The task: Copy out the records below, changing "tight rectangular box" to "close-fitting rectangle" wherever it occurs and keeping every other character the same.

____________________

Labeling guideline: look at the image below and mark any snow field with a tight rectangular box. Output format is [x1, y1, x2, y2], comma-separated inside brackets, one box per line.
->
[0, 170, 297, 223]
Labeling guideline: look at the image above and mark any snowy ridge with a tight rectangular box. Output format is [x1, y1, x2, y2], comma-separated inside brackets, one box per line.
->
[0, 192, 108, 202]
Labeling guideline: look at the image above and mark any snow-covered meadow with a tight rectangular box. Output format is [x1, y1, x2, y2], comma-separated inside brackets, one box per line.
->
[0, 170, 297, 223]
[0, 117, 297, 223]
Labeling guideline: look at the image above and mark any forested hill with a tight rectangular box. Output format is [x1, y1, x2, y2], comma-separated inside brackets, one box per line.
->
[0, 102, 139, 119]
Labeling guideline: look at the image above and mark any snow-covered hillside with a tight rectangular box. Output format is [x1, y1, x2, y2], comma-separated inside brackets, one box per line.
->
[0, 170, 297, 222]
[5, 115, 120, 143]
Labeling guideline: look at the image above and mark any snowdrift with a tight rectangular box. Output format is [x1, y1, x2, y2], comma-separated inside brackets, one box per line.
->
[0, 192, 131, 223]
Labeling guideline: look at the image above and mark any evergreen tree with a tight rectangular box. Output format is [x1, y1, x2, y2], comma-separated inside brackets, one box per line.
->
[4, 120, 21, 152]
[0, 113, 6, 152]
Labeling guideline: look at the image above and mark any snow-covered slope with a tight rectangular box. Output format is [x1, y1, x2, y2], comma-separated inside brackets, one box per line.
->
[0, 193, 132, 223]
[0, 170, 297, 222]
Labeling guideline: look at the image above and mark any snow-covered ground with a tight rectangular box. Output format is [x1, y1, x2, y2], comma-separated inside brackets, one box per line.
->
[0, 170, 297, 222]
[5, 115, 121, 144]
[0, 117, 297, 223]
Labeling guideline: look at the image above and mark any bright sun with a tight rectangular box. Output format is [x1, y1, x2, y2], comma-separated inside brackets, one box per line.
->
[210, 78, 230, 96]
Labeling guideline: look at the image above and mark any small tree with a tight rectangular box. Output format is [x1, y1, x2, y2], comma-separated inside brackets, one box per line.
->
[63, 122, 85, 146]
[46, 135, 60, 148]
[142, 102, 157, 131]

____________________

Solution below:
Labeling guideline: look at the image below and mark any snow field with a close-fitting rectangle. Output format is [x1, y1, x2, y2], comma-separated inside brackets, one box per line.
->
[0, 170, 297, 223]
Labeling guideline: look at the image above and mark any snowy ridge with a close-fitting rectangle. Output format is [x1, y1, x2, y2], comma-separated inside brackets, one box per line.
->
[0, 192, 108, 202]
Labeling guideline: look at the image above and mark any snow-covered meadow with a close-fitting rectangle. Output format is [x1, y1, x2, y2], comma-separated inside brackets, one box per line.
->
[0, 170, 297, 223]
[0, 117, 297, 223]
Labeling guideline: look at the image above and mark any forested hill with a close-fitting rectangle. Output format is [x1, y1, x2, y2], comma-separated inside brackets, one box per line.
->
[0, 102, 139, 119]
Labeling guideline: look at the image above and mark any snow-covered hillside with a close-fitting rectangle. Output format is [x1, y1, x2, y2], comma-separated inside brackets, one box per line.
->
[0, 170, 297, 222]
[5, 115, 120, 143]
Labeling guideline: look at the image above and mark any snowdrift with a close-fitting rectangle. Output format is [x1, y1, x2, y2], comma-separated inside brackets, one box per line.
->
[0, 192, 131, 223]
Labeling guideline: look at the image above and mark any evergreen tree with a close-fitting rectangle. Output format is [x1, y1, x2, y2], comma-separated inside brackets, one box per line.
->
[4, 120, 21, 152]
[0, 113, 6, 152]
Labeling guideline: look at the image above and mark any snow-covered slope with a close-fitting rectangle. Output format is [x1, y1, x2, y2], comma-separated inside brackets, one box per line.
->
[0, 193, 132, 223]
[0, 170, 297, 222]
Labeling guideline: look at the image above and mark any snow-covered ground with a close-fitting rectangle. Output format is [x1, y1, x2, y2], comma-separated inside brackets, one box per line.
->
[0, 170, 297, 222]
[5, 115, 121, 144]
[0, 117, 297, 223]
Labeling guideline: look at the image above and mark any bright sun with a close-fitting rectangle. Output format is [x1, y1, x2, y2], comma-separated inside brackets, one box per line.
->
[210, 78, 230, 96]
Labeling guideline: look at the image above and mark any small tree with a close-fitting rectangle. Output format is [x1, y1, x2, y2], comma-separated inside brackets, one box per line.
->
[63, 122, 85, 146]
[46, 135, 60, 148]
[142, 102, 157, 131]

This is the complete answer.